*CHALLENGES*:
- 1) In the commentary on Obama, what label is the Republican National Committee applying to him?
- 2) Please give all of the entries below as a numbered list, leaving out blank lines.

---- PASSAGE SHOWN

Obama's disappearing act

It’s rare that I find myself wholeheartedly agreeing with the Republican National Committee. In fact, I can count the number of times that’s happened on zero fingers.

Well, make that one time. One finger. Whatever.

The RNC is calling President Obama a “bystander president,” and it’s hard to disagree.   

When — and really think hard — was the last time what Obama wanted or what he did actually mattered?

It’s always like this, of course. People overestimate what a president can do or will change about the country.

But first-term Obama got Obamacare through Congress, he made substantial decisions — even if you disagree with them — on Iraq, Afghanistan, Libya, free trade and the bailout. He killed bin Laden and saved General Motors Co., to quote Vice President Biden.

It’s been almost exactly a year since Obama won reelection. It’s the depressing sequel to “500 Days of Summer.” Call it “360 Days of Irrelevancy.”

Since re-election, Obama tried to get Congress to bomb Syria, and he failed. Russian President Vladimir Putin solved that one, getting Syria to give up its chemical weapons.

Then, the debt ceiling, government shutdown fight. I credit Obama for holding firm and not giving in to Republican hostage-taking. But it’s not like he really mattered then either. All of the drama there was intramural within the Republican Party.

And he didn’t even manage to turn that fiasco — after which only 18 percent of voters approved of Republicans and Congress’s approval rating fell to sub-hemorrhoid levels — into a lasting political victory.

Then came the seemingly endless NSA wiretapping debacle.

Not only is our government spying on France and the German Chancellor Angela Merkel, news broke Wednesday it also hacked Google and Yahoo’s data centers.

I’m not an expert or anything, but I think this gave NSA access to basically anything on the Internet. Or at least much of it.

Finally, the Obamacare rollout.

--------
---- DATA PROVIDED

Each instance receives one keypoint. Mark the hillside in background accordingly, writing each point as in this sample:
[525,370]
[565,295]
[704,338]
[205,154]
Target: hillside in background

--------

*TASK RESULTS*:
- 1) A "bystander president."

- 2)
1. Each instance receives one keypoint. Mark the hillside in background accordingly, writing each point as in this sample:
2. [525,370]
3. [565,295]
4. [704,338]
5. [205,154]
6. Target: hillside in background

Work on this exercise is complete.